_Records for this task_:
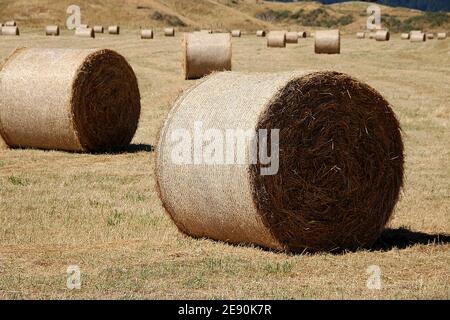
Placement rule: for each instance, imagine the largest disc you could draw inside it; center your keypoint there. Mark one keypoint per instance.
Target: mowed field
(102, 213)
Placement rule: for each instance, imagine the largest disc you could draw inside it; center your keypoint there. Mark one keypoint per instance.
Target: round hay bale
(68, 99)
(382, 35)
(417, 36)
(10, 31)
(442, 36)
(146, 34)
(327, 41)
(52, 30)
(360, 35)
(405, 36)
(291, 37)
(276, 39)
(340, 161)
(98, 29)
(85, 32)
(169, 32)
(236, 33)
(114, 30)
(205, 53)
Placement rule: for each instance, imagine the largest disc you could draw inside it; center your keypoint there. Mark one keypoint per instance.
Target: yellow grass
(102, 213)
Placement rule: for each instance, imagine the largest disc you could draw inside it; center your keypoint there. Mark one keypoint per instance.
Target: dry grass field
(102, 213)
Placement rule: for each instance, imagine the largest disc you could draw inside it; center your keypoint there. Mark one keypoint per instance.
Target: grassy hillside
(219, 14)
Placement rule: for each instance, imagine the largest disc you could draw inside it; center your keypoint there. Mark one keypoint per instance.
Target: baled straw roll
(327, 41)
(291, 37)
(276, 39)
(205, 53)
(68, 99)
(52, 30)
(340, 161)
(146, 34)
(169, 32)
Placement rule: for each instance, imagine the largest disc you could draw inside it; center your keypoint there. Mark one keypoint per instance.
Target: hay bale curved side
(276, 39)
(205, 53)
(327, 41)
(70, 99)
(343, 203)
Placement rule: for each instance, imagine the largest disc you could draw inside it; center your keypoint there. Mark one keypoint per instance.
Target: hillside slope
(219, 14)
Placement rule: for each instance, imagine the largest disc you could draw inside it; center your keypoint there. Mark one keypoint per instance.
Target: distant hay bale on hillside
(10, 31)
(276, 39)
(52, 30)
(146, 34)
(339, 161)
(85, 32)
(205, 53)
(169, 32)
(291, 37)
(68, 99)
(382, 35)
(114, 30)
(327, 41)
(236, 33)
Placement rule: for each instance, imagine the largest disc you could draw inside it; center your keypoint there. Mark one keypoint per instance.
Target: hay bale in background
(52, 30)
(442, 36)
(382, 35)
(98, 29)
(85, 32)
(114, 30)
(327, 41)
(236, 33)
(10, 31)
(68, 99)
(205, 53)
(276, 39)
(169, 32)
(146, 34)
(291, 37)
(344, 203)
(260, 33)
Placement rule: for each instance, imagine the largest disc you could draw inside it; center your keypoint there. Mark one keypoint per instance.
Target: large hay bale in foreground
(340, 161)
(52, 30)
(146, 34)
(114, 30)
(382, 35)
(169, 32)
(291, 37)
(85, 32)
(205, 53)
(10, 31)
(68, 99)
(276, 39)
(327, 41)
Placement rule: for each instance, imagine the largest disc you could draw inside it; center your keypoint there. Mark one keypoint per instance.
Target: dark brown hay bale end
(205, 53)
(291, 37)
(68, 99)
(382, 35)
(169, 32)
(327, 41)
(276, 39)
(340, 162)
(10, 31)
(85, 32)
(52, 30)
(114, 30)
(146, 34)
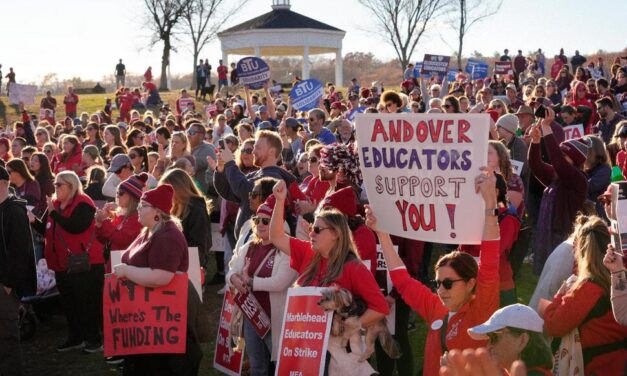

_Task brief_: Leave every picture out and return exactly the lines from the one holding "Target: large hay bale in foreground" through the end of the records above, both ends included, and nothing more.

_Answer space_:
Target: large hay bale in foreground
(340, 161)
(52, 30)
(146, 34)
(114, 30)
(382, 35)
(169, 32)
(291, 37)
(85, 32)
(205, 53)
(10, 31)
(68, 99)
(276, 39)
(327, 41)
Placement rule: for each instance, imagine the largest disc you could draw inside it; center your keypoint there. Mark one keypoint per instance.
Target: dark brown hay bale end
(205, 53)
(291, 37)
(68, 99)
(382, 35)
(169, 32)
(327, 41)
(276, 39)
(340, 162)
(10, 31)
(85, 32)
(52, 30)
(114, 30)
(146, 34)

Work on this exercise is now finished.